**What is needed:**
Pick out every line in the items below that contains the word "spider" and copy each one.

**Entries from a set of point annotations:**
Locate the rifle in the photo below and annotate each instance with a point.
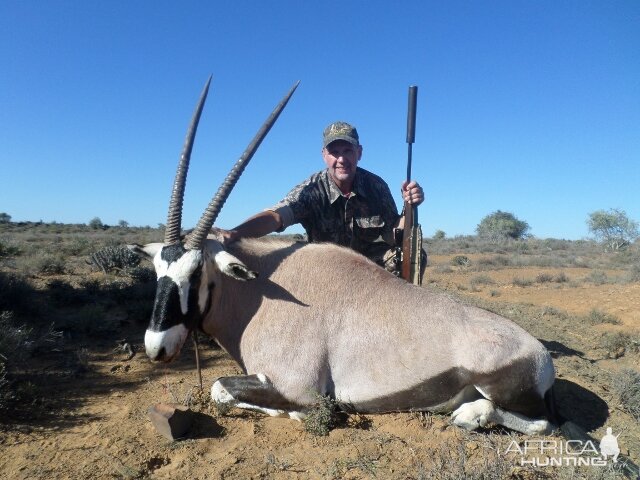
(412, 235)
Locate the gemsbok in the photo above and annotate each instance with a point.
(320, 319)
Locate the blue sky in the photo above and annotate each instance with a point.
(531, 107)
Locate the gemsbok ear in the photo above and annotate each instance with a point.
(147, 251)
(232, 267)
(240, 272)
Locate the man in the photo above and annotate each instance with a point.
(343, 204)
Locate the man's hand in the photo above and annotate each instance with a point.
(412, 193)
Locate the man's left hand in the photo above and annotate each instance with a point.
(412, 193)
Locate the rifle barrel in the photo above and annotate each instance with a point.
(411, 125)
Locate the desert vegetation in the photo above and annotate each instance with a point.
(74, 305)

...

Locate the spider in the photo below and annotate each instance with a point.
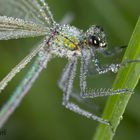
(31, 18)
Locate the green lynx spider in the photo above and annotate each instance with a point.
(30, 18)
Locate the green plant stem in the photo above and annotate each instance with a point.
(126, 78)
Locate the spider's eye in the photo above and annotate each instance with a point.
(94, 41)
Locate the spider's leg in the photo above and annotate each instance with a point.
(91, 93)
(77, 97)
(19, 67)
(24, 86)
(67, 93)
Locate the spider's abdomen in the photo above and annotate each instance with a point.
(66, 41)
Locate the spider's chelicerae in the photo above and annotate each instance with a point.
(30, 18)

**The response:**
Locate the spider in the photo below and annotate each instance with a point.
Locate the green lynx spider in the photo above and annotate each instance with a point.
Locate the spider's eye in the photo above and annotate each instance with a point.
Locate the spider's leg in the photo above and annotate each instance with a point.
Locate the spider's abdomen in the photo above and annotate each instance with a point.
Locate the spider's chelicerae in the photo above and annotate each instance with a point.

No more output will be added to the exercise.